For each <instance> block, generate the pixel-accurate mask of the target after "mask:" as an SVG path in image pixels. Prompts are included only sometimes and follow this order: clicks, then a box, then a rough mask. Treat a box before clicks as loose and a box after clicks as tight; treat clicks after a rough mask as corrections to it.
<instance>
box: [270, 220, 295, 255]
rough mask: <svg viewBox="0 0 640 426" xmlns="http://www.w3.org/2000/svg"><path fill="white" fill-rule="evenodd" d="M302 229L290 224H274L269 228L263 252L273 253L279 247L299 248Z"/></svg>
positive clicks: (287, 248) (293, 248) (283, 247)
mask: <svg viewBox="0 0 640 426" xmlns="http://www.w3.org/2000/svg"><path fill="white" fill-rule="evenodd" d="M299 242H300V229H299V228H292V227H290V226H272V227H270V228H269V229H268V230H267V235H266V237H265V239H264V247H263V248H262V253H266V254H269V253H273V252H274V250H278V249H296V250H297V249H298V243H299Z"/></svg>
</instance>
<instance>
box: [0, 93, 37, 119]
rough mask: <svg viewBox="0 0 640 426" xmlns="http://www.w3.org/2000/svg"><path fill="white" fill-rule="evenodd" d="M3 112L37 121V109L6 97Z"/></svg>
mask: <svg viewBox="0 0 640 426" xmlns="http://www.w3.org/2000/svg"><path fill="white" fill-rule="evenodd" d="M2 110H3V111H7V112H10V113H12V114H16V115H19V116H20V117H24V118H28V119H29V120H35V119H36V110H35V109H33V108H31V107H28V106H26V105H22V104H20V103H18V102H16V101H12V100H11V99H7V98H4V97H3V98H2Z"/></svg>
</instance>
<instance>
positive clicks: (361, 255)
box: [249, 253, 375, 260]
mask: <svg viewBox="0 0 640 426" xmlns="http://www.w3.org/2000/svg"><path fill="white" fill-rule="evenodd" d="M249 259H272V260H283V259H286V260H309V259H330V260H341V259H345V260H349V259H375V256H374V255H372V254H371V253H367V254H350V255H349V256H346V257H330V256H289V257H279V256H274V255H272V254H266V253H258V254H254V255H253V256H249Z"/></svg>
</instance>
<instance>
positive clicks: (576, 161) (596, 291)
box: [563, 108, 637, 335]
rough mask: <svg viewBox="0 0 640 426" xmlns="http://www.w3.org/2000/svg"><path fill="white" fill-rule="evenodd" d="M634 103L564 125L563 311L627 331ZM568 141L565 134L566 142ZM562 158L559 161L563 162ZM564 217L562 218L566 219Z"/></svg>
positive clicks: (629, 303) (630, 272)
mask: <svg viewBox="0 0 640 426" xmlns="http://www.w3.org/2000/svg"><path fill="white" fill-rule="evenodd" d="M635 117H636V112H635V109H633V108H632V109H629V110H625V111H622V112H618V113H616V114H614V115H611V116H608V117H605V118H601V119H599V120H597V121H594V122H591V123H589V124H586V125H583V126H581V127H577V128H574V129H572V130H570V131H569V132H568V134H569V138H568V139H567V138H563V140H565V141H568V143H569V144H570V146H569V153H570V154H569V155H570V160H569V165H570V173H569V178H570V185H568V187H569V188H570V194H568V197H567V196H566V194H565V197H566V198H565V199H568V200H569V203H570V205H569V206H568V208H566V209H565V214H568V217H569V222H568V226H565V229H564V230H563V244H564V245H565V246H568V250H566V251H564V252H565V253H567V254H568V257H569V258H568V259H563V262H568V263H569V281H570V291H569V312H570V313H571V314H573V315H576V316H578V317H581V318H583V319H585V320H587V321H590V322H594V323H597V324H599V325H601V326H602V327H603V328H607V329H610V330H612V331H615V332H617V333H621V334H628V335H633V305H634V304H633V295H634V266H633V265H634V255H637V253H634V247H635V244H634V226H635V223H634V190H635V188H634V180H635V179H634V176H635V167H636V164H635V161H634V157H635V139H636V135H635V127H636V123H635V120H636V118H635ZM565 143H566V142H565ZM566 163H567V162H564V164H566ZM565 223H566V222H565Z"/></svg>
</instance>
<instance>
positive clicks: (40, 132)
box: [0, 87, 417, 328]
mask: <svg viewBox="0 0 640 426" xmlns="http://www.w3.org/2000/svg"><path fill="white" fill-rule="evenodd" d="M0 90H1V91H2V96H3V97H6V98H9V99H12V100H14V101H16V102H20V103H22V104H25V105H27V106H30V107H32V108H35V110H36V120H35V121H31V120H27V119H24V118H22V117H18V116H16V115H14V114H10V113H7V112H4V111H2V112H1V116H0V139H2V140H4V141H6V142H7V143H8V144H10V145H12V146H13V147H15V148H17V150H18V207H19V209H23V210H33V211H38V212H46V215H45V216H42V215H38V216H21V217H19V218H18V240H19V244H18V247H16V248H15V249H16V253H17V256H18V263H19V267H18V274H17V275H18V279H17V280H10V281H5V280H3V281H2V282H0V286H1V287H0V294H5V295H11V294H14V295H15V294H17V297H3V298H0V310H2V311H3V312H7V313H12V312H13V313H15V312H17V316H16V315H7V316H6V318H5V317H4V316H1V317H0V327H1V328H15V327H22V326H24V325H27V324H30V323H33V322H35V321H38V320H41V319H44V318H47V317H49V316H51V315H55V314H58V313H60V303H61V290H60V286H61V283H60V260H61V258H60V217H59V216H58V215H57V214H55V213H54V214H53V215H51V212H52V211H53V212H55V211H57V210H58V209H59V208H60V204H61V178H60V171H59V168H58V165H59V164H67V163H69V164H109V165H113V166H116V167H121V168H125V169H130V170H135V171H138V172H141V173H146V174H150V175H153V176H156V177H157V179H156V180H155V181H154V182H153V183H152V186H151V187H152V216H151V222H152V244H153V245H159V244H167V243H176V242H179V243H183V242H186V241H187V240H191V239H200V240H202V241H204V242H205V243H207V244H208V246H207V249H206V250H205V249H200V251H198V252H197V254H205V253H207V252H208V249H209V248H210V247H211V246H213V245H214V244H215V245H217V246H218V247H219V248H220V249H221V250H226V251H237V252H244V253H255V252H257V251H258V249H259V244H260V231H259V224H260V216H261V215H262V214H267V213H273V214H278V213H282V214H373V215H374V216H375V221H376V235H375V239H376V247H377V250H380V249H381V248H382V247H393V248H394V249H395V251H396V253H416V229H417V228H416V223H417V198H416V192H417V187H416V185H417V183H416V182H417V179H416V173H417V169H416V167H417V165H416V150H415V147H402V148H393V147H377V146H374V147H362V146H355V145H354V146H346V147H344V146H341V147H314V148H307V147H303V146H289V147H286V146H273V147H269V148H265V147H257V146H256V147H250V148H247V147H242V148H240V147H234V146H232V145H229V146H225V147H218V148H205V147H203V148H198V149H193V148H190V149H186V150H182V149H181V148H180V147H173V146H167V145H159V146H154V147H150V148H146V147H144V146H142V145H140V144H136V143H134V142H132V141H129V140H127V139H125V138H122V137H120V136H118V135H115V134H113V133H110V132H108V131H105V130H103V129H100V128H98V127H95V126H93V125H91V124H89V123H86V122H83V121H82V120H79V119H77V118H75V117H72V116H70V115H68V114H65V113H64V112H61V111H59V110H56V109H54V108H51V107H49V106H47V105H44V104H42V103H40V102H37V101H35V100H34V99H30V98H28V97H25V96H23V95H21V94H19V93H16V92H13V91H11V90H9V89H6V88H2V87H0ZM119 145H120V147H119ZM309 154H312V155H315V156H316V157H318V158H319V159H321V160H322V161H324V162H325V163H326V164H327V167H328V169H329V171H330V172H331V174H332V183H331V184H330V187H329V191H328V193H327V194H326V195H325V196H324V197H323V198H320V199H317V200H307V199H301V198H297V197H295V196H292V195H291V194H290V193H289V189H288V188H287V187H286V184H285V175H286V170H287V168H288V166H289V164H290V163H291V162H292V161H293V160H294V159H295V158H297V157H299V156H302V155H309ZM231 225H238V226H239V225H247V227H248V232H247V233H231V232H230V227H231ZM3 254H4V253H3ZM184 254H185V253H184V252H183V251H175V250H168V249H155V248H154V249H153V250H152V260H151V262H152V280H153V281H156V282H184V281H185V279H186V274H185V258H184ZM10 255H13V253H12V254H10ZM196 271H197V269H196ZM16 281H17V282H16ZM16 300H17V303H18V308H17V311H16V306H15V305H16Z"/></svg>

•••

DIRECTIONS | List each line in the items above that contains the word "rough".

EXERCISE RESULT |
For each <instance> block, generate the pixel-accurate mask of the target after "mask:" as an SVG path in image pixels. Prompts are included only sometimes and follow this order: clicks, then a box, then a rough mask. Treat a box before clicks as loose and a box after clicks as tight; treat clicks after a rough mask as corrections to it.
rough mask: <svg viewBox="0 0 640 426" xmlns="http://www.w3.org/2000/svg"><path fill="white" fill-rule="evenodd" d="M302 229L290 224H274L269 228L263 252L273 253L279 247L299 248Z"/></svg>
rough mask: <svg viewBox="0 0 640 426" xmlns="http://www.w3.org/2000/svg"><path fill="white" fill-rule="evenodd" d="M3 112L37 121V109L6 97Z"/></svg>
rough mask: <svg viewBox="0 0 640 426" xmlns="http://www.w3.org/2000/svg"><path fill="white" fill-rule="evenodd" d="M634 103L564 125L563 311L627 331ZM568 141L565 134L566 142ZM562 158L559 161L563 162ZM564 217L562 218L566 219Z"/></svg>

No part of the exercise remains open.